Exercise instructions :: Retype the material below, keeping each line identical.

____ Task inputs

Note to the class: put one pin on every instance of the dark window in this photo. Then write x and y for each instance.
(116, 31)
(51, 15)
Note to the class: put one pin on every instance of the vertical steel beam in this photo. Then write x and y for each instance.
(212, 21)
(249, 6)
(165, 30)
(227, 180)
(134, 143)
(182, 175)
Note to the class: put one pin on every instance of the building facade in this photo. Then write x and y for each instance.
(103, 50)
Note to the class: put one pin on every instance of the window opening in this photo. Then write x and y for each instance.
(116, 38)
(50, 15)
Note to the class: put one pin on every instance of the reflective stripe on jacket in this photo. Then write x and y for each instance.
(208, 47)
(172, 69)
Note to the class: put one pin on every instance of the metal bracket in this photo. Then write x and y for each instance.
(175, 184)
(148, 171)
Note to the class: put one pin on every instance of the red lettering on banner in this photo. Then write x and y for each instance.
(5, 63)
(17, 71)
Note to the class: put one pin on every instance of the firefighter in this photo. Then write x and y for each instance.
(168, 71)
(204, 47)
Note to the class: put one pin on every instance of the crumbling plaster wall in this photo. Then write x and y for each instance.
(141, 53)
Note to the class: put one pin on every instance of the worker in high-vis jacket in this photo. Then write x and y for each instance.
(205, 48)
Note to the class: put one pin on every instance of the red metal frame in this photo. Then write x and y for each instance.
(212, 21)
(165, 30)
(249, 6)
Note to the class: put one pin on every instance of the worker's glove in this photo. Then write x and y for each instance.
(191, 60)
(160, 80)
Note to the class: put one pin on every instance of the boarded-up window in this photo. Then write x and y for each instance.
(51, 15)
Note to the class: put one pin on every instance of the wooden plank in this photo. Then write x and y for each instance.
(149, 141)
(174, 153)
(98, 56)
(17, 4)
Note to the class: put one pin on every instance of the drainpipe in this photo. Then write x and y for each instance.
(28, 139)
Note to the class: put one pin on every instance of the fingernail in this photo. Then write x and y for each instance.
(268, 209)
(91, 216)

________

Solution ::
Note to the class: put one pin on every instance of the dark window in this photo. Then write x and y for each instance.
(116, 31)
(51, 15)
Note to the class: put one pin on every instance of the vertical steel beam in this photo. Then write x and y for each instance.
(212, 21)
(249, 6)
(165, 30)
(227, 180)
(134, 143)
(182, 175)
Note to the class: put one pin on every instance of the building facade in this photo. Then write x and y for each instance.
(103, 50)
Note to the class: put one pin on every instance of the window opening in this photo. Then write x and y for each instance.
(116, 38)
(50, 15)
Note to the class: put one pin on every instance of the reflective stripe on jacket in this photo. Then write x and y for each instance.
(208, 47)
(172, 69)
Note to the class: put one pin on every instance of the metal bracket in this photo. Then write x and y for each instance.
(175, 184)
(148, 171)
Note to the class: put one pin on every instance of the red lettering on banner in this photo. Then write x and y for each instance.
(5, 63)
(17, 71)
Note to the class: put one pin on every instance of the firefighter in this photo. Then write x and y for each instance.
(168, 71)
(204, 47)
Note to the class: put one pin on every instance of the crumbling plaster wall in this photo. Then write x and y for each instance.
(141, 53)
Note to the class: put one pin on every instance of the worker in high-vis jacket in this photo. Then write x and y for each instance.
(205, 48)
Note to the class: put one pin on every instance of the red metal frame in this photo. Then write x and y for each instance.
(212, 21)
(165, 30)
(249, 6)
Note to the class: put one pin on every instance of the worker's glove in this photo. Then write x and y for each instance.
(191, 60)
(160, 80)
Note to the class: put one pin on every instance of the boarded-up window in this photo. Then write x and y for each instance.
(51, 15)
Note to the class: put one pin on every instance of the wooden plank in this photo. Then write x and y for each instance.
(149, 141)
(174, 153)
(98, 56)
(17, 4)
Note to the class: put one pin on every instance of the drainpipe in this photo. Then write x and y for each instance.
(28, 139)
Note to the class: put one pin on every instance of the fingernail in this photo. Then write x and y for each instance.
(268, 209)
(91, 216)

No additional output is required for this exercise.